On ne peut penser et surtout combattre les mots, les idées, les projets des extrêmes-droites sans faire un détour par ce concept et proposer de reconstruire de solides repères. Cela se fait dans le débat et les combats progressistes et dans l’expérimentation de formes nouvelles d’action et de construction de projets qui contredisent l’aliénation. Le syndicalisme, le mouvement associatif progressiste et humaniste, une partie du monde intellectuel et de la culture, la relance d’actions pour l’éducation populaire y aideront.

Penser l’aliénation et ses conséquences, c’est aussi chercher comment en sortir, autrement dit inventer un projet d’émancipation. C’est d’autant plus important que les contradictions que le capitalisme impose aux sociétés et aux citoyens constituent des facteurs objectifs de repli sur soi, de ressentiments, de recherche de protection et de souveraineté alors que nous vivons dans une crise de sens généralisée, que l’éducation, la santé, le travail, la production agricole connaissent une crise de sens.

───

§ Consigne de l'exercice
Rédigez la suite du texte sur l'aliénation et l'émancipation, en reprenant juste après sa dernière phrase.

───

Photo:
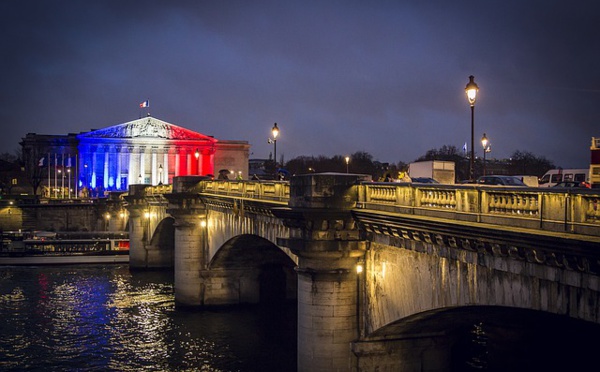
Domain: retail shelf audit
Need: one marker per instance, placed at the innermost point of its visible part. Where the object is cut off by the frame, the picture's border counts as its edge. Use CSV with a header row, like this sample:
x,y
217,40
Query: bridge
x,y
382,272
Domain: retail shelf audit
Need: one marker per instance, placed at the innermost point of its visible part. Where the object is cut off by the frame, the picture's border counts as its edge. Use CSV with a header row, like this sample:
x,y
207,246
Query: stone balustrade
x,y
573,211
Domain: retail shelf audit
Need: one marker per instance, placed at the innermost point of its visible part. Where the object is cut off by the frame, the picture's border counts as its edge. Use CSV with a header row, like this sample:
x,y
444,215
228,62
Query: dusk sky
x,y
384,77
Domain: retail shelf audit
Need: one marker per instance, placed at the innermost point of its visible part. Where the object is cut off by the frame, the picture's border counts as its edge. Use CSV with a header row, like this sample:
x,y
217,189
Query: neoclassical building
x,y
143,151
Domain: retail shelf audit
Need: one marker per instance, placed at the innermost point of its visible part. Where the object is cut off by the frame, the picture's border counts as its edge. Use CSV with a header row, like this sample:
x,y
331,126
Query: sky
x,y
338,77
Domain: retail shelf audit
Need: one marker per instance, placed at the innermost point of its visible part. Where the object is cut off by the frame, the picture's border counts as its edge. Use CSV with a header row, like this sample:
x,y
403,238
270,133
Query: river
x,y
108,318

───

§ Résultat de l'exercice
Contradictions et crises du capitalisme nourrissent un imaginaire de l’impuissance et de la conservation

L’une des nouveautés des crises en cours, est que ce que l’on appelle le « bloc bourgeois » qui a mené le capitalisme a cet état de crise, est de plus en plus sous pression dans le cadre d’une véritable guerre intra-capitaliste et intra-impérialiste. Autrement dit ce que l’on pourrait appeler « la gestion libérale » du capitalisme a conduit le capitalisme dans la phase que nous connaissons à camoufler les inégalités de plus en plus importantes entre les détendeurs des moyens de production par l’organisation des contradictions, des divisions des travailleurs eux-mêmes sur un « marché du travail ». C’est le sens de la destruction des droits des travailleurs pour cette mise en concurrence accentuée. Travailleurs au statut et ceux qui ne le sont pas, contrats à durée déterminée, travailleurs dit nationaux et ceux qui ne le sont pas… Autrement dit, empêcher le glissement progressif en cours depuis des années est un combat de premier ordre pour reconstruire des solidarités au travail, des solidarités entre travailleurs et faire reculer le RN/FN dont la propagande capte les mécontentements ainsi générés, mais pour les faire perdurer.

Le système sait qu’il est majoritairement contesté. Pour perdurer, il a besoin de présenter des forces qui en apparence assureraient une gestion non-libérale (discours sur l’anti-mondialisme) du système, combinant autoritarisme, gestion militarisée et ethnicisée de l’économie. Les mots les plus utilisés dans les discours de l’extrême droite sont « la restauration », « rétablir l’ordre » ou « rendre à La France sa puissance ».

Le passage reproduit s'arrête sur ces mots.